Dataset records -

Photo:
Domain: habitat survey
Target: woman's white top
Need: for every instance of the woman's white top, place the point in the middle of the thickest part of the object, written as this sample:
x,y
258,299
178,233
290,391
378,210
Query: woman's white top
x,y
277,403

...

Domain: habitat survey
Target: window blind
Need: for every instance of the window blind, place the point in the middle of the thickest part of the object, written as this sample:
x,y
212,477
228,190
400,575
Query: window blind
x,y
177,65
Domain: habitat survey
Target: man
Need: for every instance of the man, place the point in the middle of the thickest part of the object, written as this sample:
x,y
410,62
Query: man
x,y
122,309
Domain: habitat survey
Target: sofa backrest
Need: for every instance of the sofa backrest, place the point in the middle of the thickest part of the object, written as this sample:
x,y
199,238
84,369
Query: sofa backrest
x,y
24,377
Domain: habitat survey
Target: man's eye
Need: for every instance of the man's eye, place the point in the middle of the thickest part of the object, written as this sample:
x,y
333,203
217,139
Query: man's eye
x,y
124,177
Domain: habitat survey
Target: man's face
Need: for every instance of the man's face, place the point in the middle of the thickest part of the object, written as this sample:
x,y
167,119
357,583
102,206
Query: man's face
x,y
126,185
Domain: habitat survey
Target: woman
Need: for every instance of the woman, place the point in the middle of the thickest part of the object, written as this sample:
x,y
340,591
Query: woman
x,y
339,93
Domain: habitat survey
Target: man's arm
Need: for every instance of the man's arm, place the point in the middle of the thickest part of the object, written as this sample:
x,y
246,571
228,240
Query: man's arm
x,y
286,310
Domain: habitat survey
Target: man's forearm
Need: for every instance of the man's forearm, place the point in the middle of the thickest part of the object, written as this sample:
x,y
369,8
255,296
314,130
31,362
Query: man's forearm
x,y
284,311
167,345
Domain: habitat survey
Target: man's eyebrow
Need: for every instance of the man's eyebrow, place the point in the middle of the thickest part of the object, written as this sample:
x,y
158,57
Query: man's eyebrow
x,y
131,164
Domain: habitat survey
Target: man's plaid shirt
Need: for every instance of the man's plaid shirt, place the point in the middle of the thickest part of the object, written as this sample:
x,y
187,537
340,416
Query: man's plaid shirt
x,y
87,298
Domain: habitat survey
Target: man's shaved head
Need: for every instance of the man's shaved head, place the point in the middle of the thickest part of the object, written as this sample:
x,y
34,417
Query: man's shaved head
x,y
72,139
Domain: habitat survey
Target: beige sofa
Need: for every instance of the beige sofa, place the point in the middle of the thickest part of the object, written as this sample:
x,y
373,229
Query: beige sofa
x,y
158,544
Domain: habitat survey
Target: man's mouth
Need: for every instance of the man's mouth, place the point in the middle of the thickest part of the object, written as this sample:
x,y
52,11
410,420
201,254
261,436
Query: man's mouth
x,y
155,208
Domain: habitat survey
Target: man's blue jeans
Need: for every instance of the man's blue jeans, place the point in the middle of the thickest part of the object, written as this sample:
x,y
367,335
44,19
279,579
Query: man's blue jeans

--

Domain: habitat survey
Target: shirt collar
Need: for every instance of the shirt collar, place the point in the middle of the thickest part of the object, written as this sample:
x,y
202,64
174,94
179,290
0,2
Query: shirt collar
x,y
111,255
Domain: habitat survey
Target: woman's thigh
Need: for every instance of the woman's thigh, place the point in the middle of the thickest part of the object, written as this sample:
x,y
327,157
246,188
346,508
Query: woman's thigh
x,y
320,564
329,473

Your assignment - Your answer must consist solely of the lines above between the line holding "Need: for every instance of the beige" and the line holding "Query: man's blue jeans", inclusive, copied exactly.

The answer -
Need: for every instance of the beige sofa, place the point in the middle of the thickest part of the object, written as this sample:
x,y
373,229
Query: beige sofa
x,y
158,544
Domain: habitat survey
Target: man's mouth
Need: for every instance of the man's mouth, place the point in the middle of the thickest part of the object, written as this sample:
x,y
52,11
410,420
201,254
261,436
Query: man's mouth
x,y
155,208
Domain: habitat survey
Target: man's blue jeans
Need: for every instance of the man's blue jeans, place the point in the middle of the thickest part of the object, written as this sample:
x,y
367,335
44,19
279,579
Query: man's blue jeans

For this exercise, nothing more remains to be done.